• [PROBLEM STATEMENT]: Starting at the line that holds "I would be grateful for your help identifying the pink", transcribe every line to the end of the data exactly; include no other lines.

(Natural-language object grounding data)

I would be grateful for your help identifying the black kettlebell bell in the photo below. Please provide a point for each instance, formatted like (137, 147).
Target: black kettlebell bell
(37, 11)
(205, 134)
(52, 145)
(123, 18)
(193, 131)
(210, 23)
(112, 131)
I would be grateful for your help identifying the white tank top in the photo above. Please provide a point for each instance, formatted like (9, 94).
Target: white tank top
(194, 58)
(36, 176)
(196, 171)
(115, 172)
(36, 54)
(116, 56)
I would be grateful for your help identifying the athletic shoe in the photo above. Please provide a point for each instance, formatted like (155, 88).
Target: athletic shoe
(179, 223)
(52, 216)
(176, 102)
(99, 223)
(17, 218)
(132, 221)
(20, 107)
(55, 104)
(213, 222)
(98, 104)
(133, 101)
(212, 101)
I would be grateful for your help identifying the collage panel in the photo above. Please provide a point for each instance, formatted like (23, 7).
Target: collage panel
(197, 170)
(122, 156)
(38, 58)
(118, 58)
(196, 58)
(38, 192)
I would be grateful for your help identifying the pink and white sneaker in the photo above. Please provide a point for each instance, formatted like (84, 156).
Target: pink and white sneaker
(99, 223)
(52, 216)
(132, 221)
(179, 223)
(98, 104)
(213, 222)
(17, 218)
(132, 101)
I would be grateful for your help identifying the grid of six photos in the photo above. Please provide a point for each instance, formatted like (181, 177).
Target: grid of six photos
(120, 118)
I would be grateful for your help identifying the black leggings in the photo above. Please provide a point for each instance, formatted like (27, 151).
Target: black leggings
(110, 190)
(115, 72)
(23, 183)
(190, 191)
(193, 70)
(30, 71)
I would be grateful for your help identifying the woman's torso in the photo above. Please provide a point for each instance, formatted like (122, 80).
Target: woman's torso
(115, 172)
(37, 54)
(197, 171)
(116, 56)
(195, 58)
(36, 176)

• [RESULT]:
I would be grateful for your help identifying the pink and white sneaker in the photo above. Please provide a point for each instance, formatted like (84, 156).
Target: pink and white sneaker
(99, 223)
(52, 216)
(132, 221)
(179, 223)
(98, 104)
(213, 222)
(17, 218)
(132, 101)
I would be grateful for your help identifying the grid of six photos in the photo above. Please provide a point for each instance, formatted like (181, 177).
Target: grid of six photos
(120, 118)
I would be grateful for your help identifying the black leggings in the photo above. Please provide a point for each instance, formatted like (27, 151).
Target: black leggings
(110, 190)
(115, 72)
(23, 183)
(190, 191)
(193, 70)
(30, 71)
I would be grateful for your help identifying the woman's torso in the photo above. Please provide a point for each instance, formatted like (122, 80).
Target: woman's torso
(115, 172)
(37, 54)
(197, 171)
(116, 56)
(195, 58)
(36, 176)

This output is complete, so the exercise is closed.